◆ Text to read ◆
** start **

Dragon Age: The Calling - Good book, bad trope
Well, we’ve made it (gender-neutral) girls. We’re onto the second book of the Dragon Age trilogy I’ve had since I was probably about eighteen or nineteen. This next one is Dragon Age: The Calling, and since it’s a trilogy, shockingly, it’s also by David Gaider.
Our best friend, the blurb, says that after two hundred years of exile, King Maric has allowed the legendary Grey Wardens to finally return to Ferelden. But they bring with them dire news: one of their own has escaped into the Deep Roads and aligned himself with their ancient enemy, the monstrous darkspawn. The Grey Wardens need Maric’s help and he reluctantly agrees to lead them into the passages he travelled through many years before, chasing after a deadly secret that threatens to destroy not only the Grey Wardens but also the kingdom above.
The book opens on best friend Duncan, who’s sat waiting for an audience with King Maric with this mage diva, Fiona. Duncan is going to go ahead and actually be one of the Grey Wardens of the blurb fame, and it then gets mentioned that the Grey Warden who made it down to the Deep Roads with the old darkspawn knows the location of an Old God, and this is an issue, because if the darkspawn figured out he knew that information, they could get it, and then a Blight would begin – a darkspawn invasion. This book also comes fourteen years after the first, Rowan is just dead… There was just one line in the first chapter about how she died, and everything changed. Like, sick, I guess. But overall, I appreciated that this book felt like it had more of a solid plot to follow than the first book, like I felt more invested in this one than the first. Like, we had a plan that we were going to follow, rather than just wandering.

** end **

◆ Written exercise 1 ◆
In the review of Dragon Age: The Calling, how many years after the first book is this one set?
◆ Written exercise 2 ◆
Continue the review of Dragon Age: The Calling, starting after its final sentence.

Records pointing to named objects:
** start **

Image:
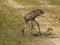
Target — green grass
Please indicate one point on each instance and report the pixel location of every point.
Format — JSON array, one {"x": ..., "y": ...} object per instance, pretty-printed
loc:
[
  {"x": 11, "y": 23},
  {"x": 28, "y": 2}
]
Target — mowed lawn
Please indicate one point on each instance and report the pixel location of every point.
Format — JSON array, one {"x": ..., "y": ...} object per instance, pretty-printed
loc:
[{"x": 11, "y": 21}]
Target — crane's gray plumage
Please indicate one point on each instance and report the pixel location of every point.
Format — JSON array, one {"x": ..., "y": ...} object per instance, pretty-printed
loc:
[{"x": 31, "y": 17}]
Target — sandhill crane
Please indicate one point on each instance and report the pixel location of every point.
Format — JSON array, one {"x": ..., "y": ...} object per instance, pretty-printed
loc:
[{"x": 31, "y": 17}]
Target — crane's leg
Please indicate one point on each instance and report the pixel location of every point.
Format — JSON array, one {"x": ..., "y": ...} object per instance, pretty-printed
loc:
[
  {"x": 23, "y": 29},
  {"x": 38, "y": 27}
]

** end **

◆ Task response 1 ◆
Fourteen years after the first book.

◆ Task response 2 ◆
This second book definitely wasn’t as bad with the adverbs as the first one was. They were still there, but I wasn’t noticing them as often. However, there was one particularly egregious one that I was like, “Why even put that there?” because it made the whole sentence read weird. It fully said, “Each time the dwarf danced agilely out of the way.” And my whole issue with adverbs, as I’ve written more, is that so often they just don’t need to be there, because in this case, the verb of “danced” gets the message across. If they danced out of the way, the fact they’re dancing to avoid something suggests a sense of agility, so there’s no need for the “agilely”.
The books did also pop over through different people’s POVs, including Bregan, the bestie who had been taken by the darkspawn. How I feel about this is very much the same as I did with the first one – how I think it worked well. A very basic assessment to make, but it was interesting getting to see the main characters on their journey after Bregan, and then also getting to see what Bregen is going through while they’re trying to get to him and him being completely unaware that they’re on their way.
Whenever there’s a hint of any kind of romance, this book, and honestly the first, definitely wasn’t subtle about it. And one of the things that bothered me was how it was the same every time. It was always that a male character would look at a female character and suddenly notice how attractive she was, and then we’d suddenly be told which of her physical features were attractive. This might just be because I read a lot of romance books – and yes, I will be reading one next – but I don’t think I’ve ever read a book, or series of books, where the romance was so… unromantic. Because it wasn’t romance, it was more just lust, every single time. Like, yes, Maric was telling us that he was in love with Katriel in the first book, and then allegedly had feelings for Fiona in this one – which I certainly didn’t believe – but there was no feeling behind either of those relationships. There is one relationship that felt like it had feeling in it that I’ll mention a little later.
I quite liked Duncan as a protagonist. I don’t remember when it was that his age was told to us, but I believe he was eighteen. And with that, he was inexperienced, immature, and while he was Grey Warden, he had only been for six months, I think. He was still at that point in his life where he’d still take everything personal to the point where he literally ran away during the book, while the group was travelling underground. He was probably my favourite character out of the main group. And mind you, I considered the main group to be him, Maric, Fiona, Kell, Genevieve and Utha. Julien and Nicholas were also there.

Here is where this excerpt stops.